Retype every entry exactly, character for character.

RECORDS FOR PROCESSING Start Marker

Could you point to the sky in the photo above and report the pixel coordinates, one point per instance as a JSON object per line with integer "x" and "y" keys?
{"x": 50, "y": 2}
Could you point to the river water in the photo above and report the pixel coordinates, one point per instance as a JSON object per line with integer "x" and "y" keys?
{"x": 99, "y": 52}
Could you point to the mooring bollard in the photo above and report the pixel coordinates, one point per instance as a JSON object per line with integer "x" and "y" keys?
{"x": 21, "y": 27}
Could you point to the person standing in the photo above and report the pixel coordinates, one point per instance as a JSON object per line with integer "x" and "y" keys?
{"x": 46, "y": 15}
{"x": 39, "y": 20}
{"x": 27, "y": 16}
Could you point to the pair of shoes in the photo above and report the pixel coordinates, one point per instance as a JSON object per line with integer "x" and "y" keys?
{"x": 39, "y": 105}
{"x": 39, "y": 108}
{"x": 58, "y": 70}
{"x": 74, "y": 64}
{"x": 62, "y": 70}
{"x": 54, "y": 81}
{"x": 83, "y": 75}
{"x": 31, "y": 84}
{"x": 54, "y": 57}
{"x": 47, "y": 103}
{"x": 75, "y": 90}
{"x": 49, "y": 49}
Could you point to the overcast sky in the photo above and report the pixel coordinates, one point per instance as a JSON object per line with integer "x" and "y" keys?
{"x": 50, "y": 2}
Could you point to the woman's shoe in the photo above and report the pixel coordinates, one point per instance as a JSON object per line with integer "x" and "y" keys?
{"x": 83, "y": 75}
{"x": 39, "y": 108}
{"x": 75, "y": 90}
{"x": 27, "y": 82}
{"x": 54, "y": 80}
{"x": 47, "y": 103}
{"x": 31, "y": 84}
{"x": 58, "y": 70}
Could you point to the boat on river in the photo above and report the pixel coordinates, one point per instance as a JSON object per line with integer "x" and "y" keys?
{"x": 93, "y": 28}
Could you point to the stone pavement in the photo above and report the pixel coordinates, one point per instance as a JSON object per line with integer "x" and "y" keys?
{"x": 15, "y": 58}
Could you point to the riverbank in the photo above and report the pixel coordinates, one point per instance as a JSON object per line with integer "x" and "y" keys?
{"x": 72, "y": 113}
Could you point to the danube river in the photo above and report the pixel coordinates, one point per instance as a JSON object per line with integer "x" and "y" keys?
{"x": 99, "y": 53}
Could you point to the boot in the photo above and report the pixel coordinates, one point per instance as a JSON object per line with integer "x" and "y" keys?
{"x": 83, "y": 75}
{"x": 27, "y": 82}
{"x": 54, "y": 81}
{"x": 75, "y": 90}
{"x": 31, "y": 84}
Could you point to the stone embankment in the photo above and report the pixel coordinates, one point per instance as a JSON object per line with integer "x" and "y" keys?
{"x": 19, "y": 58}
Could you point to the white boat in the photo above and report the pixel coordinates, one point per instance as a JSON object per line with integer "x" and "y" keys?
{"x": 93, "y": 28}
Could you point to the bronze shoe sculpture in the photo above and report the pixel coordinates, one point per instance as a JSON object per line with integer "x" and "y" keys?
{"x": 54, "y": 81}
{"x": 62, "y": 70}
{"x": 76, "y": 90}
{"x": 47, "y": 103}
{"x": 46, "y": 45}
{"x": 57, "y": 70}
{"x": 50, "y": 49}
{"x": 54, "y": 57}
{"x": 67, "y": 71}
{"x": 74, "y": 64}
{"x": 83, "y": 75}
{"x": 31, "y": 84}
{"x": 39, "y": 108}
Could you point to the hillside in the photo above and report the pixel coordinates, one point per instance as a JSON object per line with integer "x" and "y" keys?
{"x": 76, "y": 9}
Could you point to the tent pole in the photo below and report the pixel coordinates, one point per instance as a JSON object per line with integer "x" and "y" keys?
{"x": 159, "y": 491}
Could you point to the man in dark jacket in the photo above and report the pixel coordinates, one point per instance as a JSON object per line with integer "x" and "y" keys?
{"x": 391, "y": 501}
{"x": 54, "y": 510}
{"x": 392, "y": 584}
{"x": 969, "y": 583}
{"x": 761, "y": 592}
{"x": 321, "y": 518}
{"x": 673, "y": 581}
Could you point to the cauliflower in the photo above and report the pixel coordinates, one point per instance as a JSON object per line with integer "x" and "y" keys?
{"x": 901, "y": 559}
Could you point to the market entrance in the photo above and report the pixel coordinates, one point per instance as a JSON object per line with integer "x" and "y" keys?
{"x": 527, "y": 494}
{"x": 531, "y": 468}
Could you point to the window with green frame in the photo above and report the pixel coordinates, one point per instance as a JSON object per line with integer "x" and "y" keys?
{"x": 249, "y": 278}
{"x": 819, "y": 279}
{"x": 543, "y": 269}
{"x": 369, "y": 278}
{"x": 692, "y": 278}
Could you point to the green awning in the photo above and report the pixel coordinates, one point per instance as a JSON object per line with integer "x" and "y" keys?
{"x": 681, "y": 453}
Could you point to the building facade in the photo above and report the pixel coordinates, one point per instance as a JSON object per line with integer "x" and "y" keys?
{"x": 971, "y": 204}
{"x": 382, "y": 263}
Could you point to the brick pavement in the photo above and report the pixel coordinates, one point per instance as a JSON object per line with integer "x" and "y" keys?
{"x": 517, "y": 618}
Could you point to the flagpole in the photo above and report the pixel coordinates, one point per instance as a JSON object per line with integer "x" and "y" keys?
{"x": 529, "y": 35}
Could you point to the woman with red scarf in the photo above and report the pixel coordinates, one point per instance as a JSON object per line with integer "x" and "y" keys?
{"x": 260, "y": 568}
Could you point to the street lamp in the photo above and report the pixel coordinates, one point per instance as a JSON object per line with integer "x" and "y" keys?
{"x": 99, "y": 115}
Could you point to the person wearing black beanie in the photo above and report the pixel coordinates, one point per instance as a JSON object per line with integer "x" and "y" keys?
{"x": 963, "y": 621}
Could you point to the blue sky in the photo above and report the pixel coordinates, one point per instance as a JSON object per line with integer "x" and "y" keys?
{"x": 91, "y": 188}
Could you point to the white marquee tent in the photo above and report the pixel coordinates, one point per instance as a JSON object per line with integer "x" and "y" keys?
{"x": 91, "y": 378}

RECORDS FOR PROCESSING End Marker

• [EXERCISE SOLUTION]:
Could you point to the sky in the photo above and report the pixel coordinates, one point per instance as a JSON object per line with integer "x" and "y" keys?
{"x": 50, "y": 2}
Could you point to the river water in the photo above and report the pixel coordinates, one point per instance as a JSON object per line with integer "x" and "y" keys?
{"x": 99, "y": 52}
Could you point to the mooring bollard in the photo above and report the pixel coordinates, one point per instance as a JSON object per line with integer "x" and "y" keys?
{"x": 21, "y": 27}
Could you point to the person standing in the photo above and report the pixel coordinates, one point per instance as a JSON object per line with integer "x" and "y" keys?
{"x": 46, "y": 15}
{"x": 39, "y": 20}
{"x": 27, "y": 16}
Could you point to the pair of shoes in the photo above and report the pixel coordinates, one point per instance as a JSON object per line with integer "x" and "y" keys?
{"x": 39, "y": 105}
{"x": 39, "y": 108}
{"x": 58, "y": 70}
{"x": 74, "y": 64}
{"x": 62, "y": 70}
{"x": 54, "y": 81}
{"x": 83, "y": 75}
{"x": 31, "y": 84}
{"x": 54, "y": 57}
{"x": 47, "y": 103}
{"x": 75, "y": 90}
{"x": 49, "y": 49}
Could you point to the overcast sky in the photo above and report the pixel coordinates, one point per instance as a JSON object per line with integer "x" and "y" keys?
{"x": 50, "y": 2}
Could you point to the woman's shoe in the photo above and report the pixel coordinates, one point per instance as a JSON object per line with integer "x" and "y" keys?
{"x": 83, "y": 75}
{"x": 39, "y": 108}
{"x": 75, "y": 90}
{"x": 27, "y": 82}
{"x": 54, "y": 80}
{"x": 47, "y": 103}
{"x": 31, "y": 84}
{"x": 58, "y": 70}
Could you point to the boat on river in the photo above and report the pixel coordinates, one point per instance as a JSON object per line with integer "x" and "y" keys?
{"x": 93, "y": 28}
Could you point to the stone pavement in the photo above and report the pixel coordinates, one point per instance as a JSON object per line with integer "x" and "y" keys?
{"x": 15, "y": 58}
Could you point to the riverbank in the photo above and report the pixel coordinates, one point per instance as a JSON object per line with integer "x" and "y" keys?
{"x": 72, "y": 113}
Could you point to the danube river in the photo above and report the pixel coordinates, one point per instance as a JSON object per line with integer "x" and "y" keys?
{"x": 99, "y": 53}
Could you point to the boot in the photo above and report the pixel coordinates, one point per instance as a JSON object per line with integer "x" and "y" keys?
{"x": 83, "y": 75}
{"x": 27, "y": 82}
{"x": 54, "y": 81}
{"x": 75, "y": 90}
{"x": 31, "y": 84}
Could you point to the stone embankment in the photo above and report the pixel coordinates, one point per instance as a JSON object per line with integer "x" and "y" keys?
{"x": 19, "y": 58}
Could you point to the white boat in the photo above and report the pixel coordinates, one point per instance as a JSON object per line with integer "x" and "y" keys?
{"x": 93, "y": 28}
Could you point to the bronze shoe sculpture in the photo above and report the pixel coordinates, one point per instance as a JSON object per line with integer "x" and "y" keys?
{"x": 54, "y": 81}
{"x": 62, "y": 70}
{"x": 76, "y": 90}
{"x": 47, "y": 103}
{"x": 46, "y": 45}
{"x": 57, "y": 70}
{"x": 50, "y": 49}
{"x": 54, "y": 57}
{"x": 67, "y": 71}
{"x": 74, "y": 64}
{"x": 83, "y": 75}
{"x": 31, "y": 84}
{"x": 39, "y": 108}
Could you point to the hillside in the photo above and report the pixel coordinates, one point per instance as a JSON object per line with integer "x" and "y" keys?
{"x": 76, "y": 9}
Could you point to the tent pole in the photo below and report the pixel coordinates, one point per instance as a JSON object per line with integer "x" and "y" keys?
{"x": 159, "y": 491}
Could you point to the man in dark jacket in the photo above and report the pixel coordinates, one point per instance as a JSON object per line with integer "x" and "y" keys?
{"x": 391, "y": 501}
{"x": 54, "y": 510}
{"x": 392, "y": 584}
{"x": 969, "y": 583}
{"x": 761, "y": 592}
{"x": 321, "y": 518}
{"x": 673, "y": 581}
Could you point to the cauliflower in the photo above and report the pixel coordinates, one point per instance as a JSON object per line with integer "x" and "y" keys?
{"x": 901, "y": 559}
Could you point to the market entrance in the photo above and report the pixel coordinates, one point per instance as a JSON object per line with integer "x" and "y" keys?
{"x": 527, "y": 494}
{"x": 531, "y": 468}
Could you point to the window with green frame in the photo above and report the pixel coordinates, one point per instance as a JSON object per line with integer "x" and "y" keys?
{"x": 249, "y": 278}
{"x": 819, "y": 279}
{"x": 543, "y": 269}
{"x": 369, "y": 278}
{"x": 692, "y": 278}
Could you point to the green awning in the photo above and report the pixel coordinates, one point per instance as a JSON object per line with integer "x" and "y" keys?
{"x": 681, "y": 453}
Could you point to the building facade in the photo above and report the pixel coordinates, one point per instance as a JSON object per line with integer "x" and "y" keys?
{"x": 971, "y": 204}
{"x": 382, "y": 263}
Could you point to the brick pavement in the photo above and report the pixel coordinates, one point per instance as a JSON object per line with integer "x" and "y" keys?
{"x": 517, "y": 618}
Could you point to the flagpole in the photo above and report the pixel coordinates, one point per instance as a JSON object per line with integer "x" and "y" keys?
{"x": 529, "y": 35}
Could you point to the woman with red scarf in the photo above and report the pixel coordinates, one point per instance as a JSON object per line with integer "x" and "y" keys?
{"x": 260, "y": 568}
Could you point to the street lamp in the photo above and report the pixel coordinates, one point per instance as a JSON object per line with integer "x" and "y" keys?
{"x": 99, "y": 115}
Could you point to the person wearing black beanie in the photo above and report the pixel coordinates, one point per instance as a JSON object per line with integer "x" and "y" keys?
{"x": 963, "y": 621}
Could you point to the blue sky in the photo above and report the pixel coordinates, one point per instance as a JSON object per line with integer "x" and "y" keys?
{"x": 91, "y": 188}
Could you point to the white marquee tent in the photo above and report the pixel coordinates, one point per instance as a JSON object per line with integer "x" and "y" keys?
{"x": 91, "y": 378}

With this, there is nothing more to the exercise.